=== PROVIDED TEXT ===
○ ○ ○

6 May 2014
Keith Cross & Peter Ross "Bored Civilians"
Reviewed by Nathan Ford
By 1972 guitarist Keith Cross had already developed a reputation as the next potential Clapton, a tag that while not quite as damaging as the next Dylan tag that was being applied liberally to almost anyone, invariably had the same effect of diluting the artist's own personality and creating an image that was near impossible to live up to. Cross, by this point had two excellent future collectibles under his belt in the shape of the Bulldog Breed's excellent modish psych-rock album "Made In England", followed closely by T2's "It'll All Work Out In Boomland", a heavy guitar based proto-prog album that really allowed his guitar playing to take flight.
So come 1972, there were two directions he could potentially take, and perhaps a little surprisingly he bypassed the more obvious full on progressive rock route, and joining forces with fellow singer guitarist Peter Ross who'd been working with Richard Thompson), they settled on a more rootsy, Americanized sound that leaned heavily on the then popular Laurel Canyon sound with a distinct West Coast tinge.
"Bored Civilians" is the result of this collaboration, and the last that either had to do with recorded music. It's easy to see how its lack of success would have left them disillusioned too - it's a very solid effort, and with guest appearances by Caravan's Jimmy Hastings, Brinsley Schwartz's Nick Lowe and Cochise's B.J Cole among a host of others, it certainly had the firepower that should have led to quite a bit of exposure if it had been promoted with any sense of urgency .
It's mostly acoustic based, but that doesn't mean that the flourishing progressive rock scene surrounding them isn't given a look in - while complex time signatures and endless solos aren't really the order of the day here, these are much more complicated, multi-faceted songs than you would find on the works of their contemporaries. Lengthy stand out track "Story to a Friend" even has a middle section that sounds a lot like Pink Floyd's "Any Colour You Like" would have sounded if they'd recorded it for "Wish You Were Here", with Hastings' flute work a dead ringer for Richard Wright's synthesizer tones on that later album - interesting as this pre-dates the release of both of these Floyd works (although Floyd were gigging "Dark Side" material around this time).

○ ○ ○

=== DATA EXCERPTS ===
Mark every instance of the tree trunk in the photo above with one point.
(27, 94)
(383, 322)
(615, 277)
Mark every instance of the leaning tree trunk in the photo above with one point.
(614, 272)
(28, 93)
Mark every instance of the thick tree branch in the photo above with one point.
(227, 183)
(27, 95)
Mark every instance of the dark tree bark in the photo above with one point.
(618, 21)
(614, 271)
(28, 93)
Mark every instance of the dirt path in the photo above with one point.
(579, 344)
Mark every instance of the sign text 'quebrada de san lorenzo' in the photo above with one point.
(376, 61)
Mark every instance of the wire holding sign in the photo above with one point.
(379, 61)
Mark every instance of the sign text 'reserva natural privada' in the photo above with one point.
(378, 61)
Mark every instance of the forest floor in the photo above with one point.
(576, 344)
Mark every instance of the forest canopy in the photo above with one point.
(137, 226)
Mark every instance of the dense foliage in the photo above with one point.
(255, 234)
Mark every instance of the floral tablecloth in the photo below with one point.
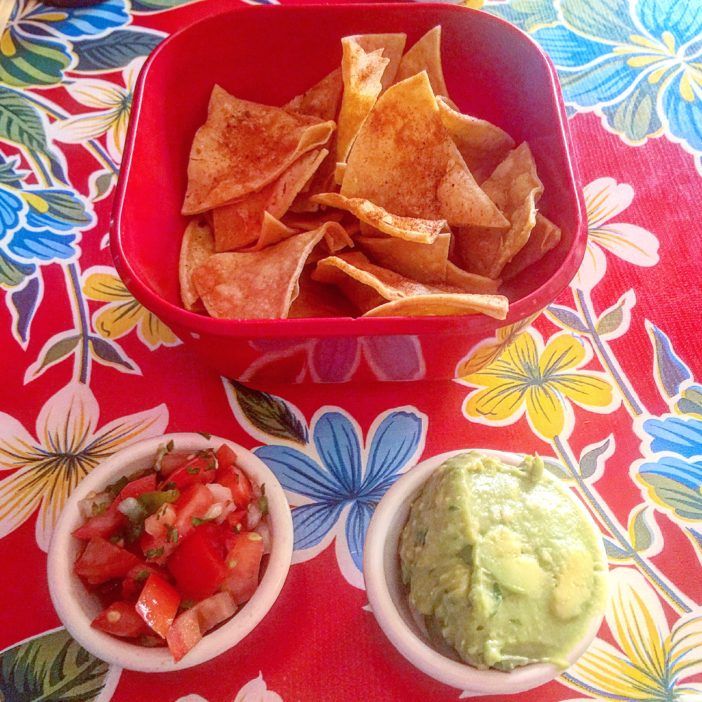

○ ○ ○

=== EXERCISE TASK ===
Pull out the full album review word for word. The records come from a different source than the album review.

=== THE OUTPUT ===
6 May 2014
Keith Cross & Peter Ross "Bored Civilians"
Reviewed by Nathan Ford
By 1972 guitarist Keith Cross had already developed a reputation as the next potential Clapton, a tag that while not quite as damaging as the next Dylan tag that was being applied liberally to almost anyone, invariably had the same effect of diluting the artist's own personality and creating an image that was near impossible to live up to. Cross, by this point had two excellent future collectibles under his belt in the shape of the Bulldog Breed's excellent modish psych-rock album "Made In England", followed closely by T2's "It'll All Work Out In Boomland", a heavy guitar based proto-prog album that really allowed his guitar playing to take flight.
So come 1972, there were two directions he could potentially take, and perhaps a little surprisingly he bypassed the more obvious full on progressive rock route, and joining forces with fellow singer guitarist Peter Ross who'd been working with Richard Thompson), they settled on a more rootsy, Americanized sound that leaned heavily on the then popular Laurel Canyon sound with a distinct West Coast tinge.
"Bored Civilians" is the result of this collaboration, and the last that either had to do with recorded music. It's easy to see how its lack of success would have left them disillusioned too - it's a very solid effort, and with guest appearances by Caravan's Jimmy Hastings, Brinsley Schwartz's Nick Lowe and Cochise's B.J Cole among a host of others, it certainly had the firepower that should have led to quite a bit of exposure if it had been promoted with any sense of urgency .
It's mostly acoustic based, but that doesn't mean that the flourishing progressive rock scene surrounding them isn't given a look in - while complex time signatures and endless solos aren't really the order of the day here, these are much more complicated, multi-faceted songs than you would find on the works of their contemporaries. Lengthy stand out track "Story to a Friend" even has a middle section that sounds a lot like Pink Floyd's "Any Colour You Like" would have sounded if they'd recorded it for "Wish You Were Here", with Hastings' flute work a dead ringer for Richard Wright's synthesizer tones on that later album - interesting as this pre-dates the release of both of these Floyd works (although Floyd were gigging "Dark Side" material around this time).